■ Okuma Parçası:
= = = =

BİLGİ Sinema Bölümü öğretim üyesi Prof. Dr. Feride Çiçekoğlu ile Melisa Önel’in senaryosunu birlikte yazdıkları; Önel’in yönetmenliğini üstlendiği film, koku alma duyusunu kaybeden Reyhan’ın hayatla yeni bağlar kurmak için çıktığı yolculuğu konu alıyor.
Türkiye - Almanya- Sırbistan ortak yapımı olan filmin başrollerinde Defne Kayalar, Öner Erkan, Şerif Erol, Ayşenil Şamlıoğlu yer alırken Dilan Çiçek Deniz, Aysel Yıldırım, Mehmet Bilge Aslan, Esra Kızıldoğan oyuncu kadrosundaki diğer isimler arasında.
Filme dair sorularımızı yanıtlayan Çiçekoğlu ve Önel, “Başlangıç noktamız en yakınları tarafından hiçbir zaman tam anlamıyla ‘görülmemiş’ bir kadın karakterin görünmezliğiydi. Biri tarafından gerçekten görülmenin ve algılanmanın ne demek olduğunu merak ettik ve bunun peşinden gitmeye çalıştık” diyor.

= = = =

■ Verilen Bilgiler:
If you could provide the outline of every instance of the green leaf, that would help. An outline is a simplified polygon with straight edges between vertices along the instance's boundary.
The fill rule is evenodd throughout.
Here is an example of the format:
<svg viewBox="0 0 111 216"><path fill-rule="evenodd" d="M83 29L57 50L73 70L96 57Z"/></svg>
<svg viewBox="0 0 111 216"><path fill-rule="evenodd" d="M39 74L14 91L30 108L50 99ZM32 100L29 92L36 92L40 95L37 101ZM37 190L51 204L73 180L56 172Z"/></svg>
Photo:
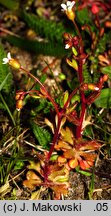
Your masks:
<svg viewBox="0 0 111 216"><path fill-rule="evenodd" d="M43 148L49 149L49 144L51 142L51 134L46 129L41 128L34 122L31 122L31 128L39 144Z"/></svg>
<svg viewBox="0 0 111 216"><path fill-rule="evenodd" d="M101 68L101 72L103 74L108 74L109 78L111 79L111 66Z"/></svg>
<svg viewBox="0 0 111 216"><path fill-rule="evenodd" d="M111 107L111 89L106 88L101 90L100 96L95 100L95 105L101 108Z"/></svg>
<svg viewBox="0 0 111 216"><path fill-rule="evenodd" d="M62 57L67 53L62 43L39 42L37 40L28 40L27 38L7 36L6 40L21 49L49 56Z"/></svg>
<svg viewBox="0 0 111 216"><path fill-rule="evenodd" d="M17 10L19 8L18 0L0 0L0 4L2 4L10 10Z"/></svg>
<svg viewBox="0 0 111 216"><path fill-rule="evenodd" d="M0 91L10 92L12 87L12 74L7 64L2 64L3 58L6 57L2 44L0 44Z"/></svg>
<svg viewBox="0 0 111 216"><path fill-rule="evenodd" d="M61 22L57 23L52 20L47 20L25 11L22 12L22 18L31 29L42 37L47 38L50 42L62 42L62 36L65 32L65 28Z"/></svg>

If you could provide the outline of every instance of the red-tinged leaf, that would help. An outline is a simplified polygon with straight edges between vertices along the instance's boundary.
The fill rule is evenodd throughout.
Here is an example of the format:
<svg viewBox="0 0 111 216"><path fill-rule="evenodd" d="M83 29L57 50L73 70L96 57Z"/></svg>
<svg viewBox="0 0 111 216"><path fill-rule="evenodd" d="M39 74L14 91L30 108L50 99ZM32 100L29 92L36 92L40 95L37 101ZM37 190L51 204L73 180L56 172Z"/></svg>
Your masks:
<svg viewBox="0 0 111 216"><path fill-rule="evenodd" d="M69 160L68 165L70 168L74 169L78 166L78 160L76 158L71 159L71 160Z"/></svg>
<svg viewBox="0 0 111 216"><path fill-rule="evenodd" d="M86 169L90 168L90 165L85 160L81 160L79 162L79 164L80 164L81 169L83 169L83 170L86 170Z"/></svg>
<svg viewBox="0 0 111 216"><path fill-rule="evenodd" d="M96 150L99 149L101 145L95 140L92 141L81 141L76 145L76 148L79 150Z"/></svg>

= = = =

■ Yapılacaklar:
- A) Okuma parçasına göre aşağıdaki soruları yanıtlayınız.
(i) Filmin senaryosunu kimler birlikte yazmıştır?
(ii) Film hangi ülkelerin ortak yapımıdır?
(iii) Çiçekoğlu ve Önel'in başlangıç noktası neydi?
- B) Okuma parçasının bir bölümünü hiçbir değişiklik yapmadan yeniden yazınız: "Türkiye - Almanya- Sırbistan" sözlerinin geçtiği yerden başlayınız ve "diğer isimler arasında." sözlerinden sonra durunuz.

■ Görev Çıktıları:
- A)
(i) Prof. Dr. Feride Çiçekoğlu ile Melisa Önel.
(ii) Türkiye, Almanya ve Sırbistan.
(iii) En yakınları tarafından hiçbir zaman tam anlamıyla "görülmemiş" bir kadın karakterin görünmezliği.

- B)
Türkiye - Almanya- Sırbistan ortak yapımı olan filmin başrollerinde Defne Kayalar, Öner Erkan, Şerif Erol, Ayşenil Şamlıoğlu yer alırken Dilan Çiçek Deniz, Aysel Yıldırım, Mehmet Bilge Aslan, Esra Kızıldoğan oyuncu kadrosundaki diğer isimler arasında.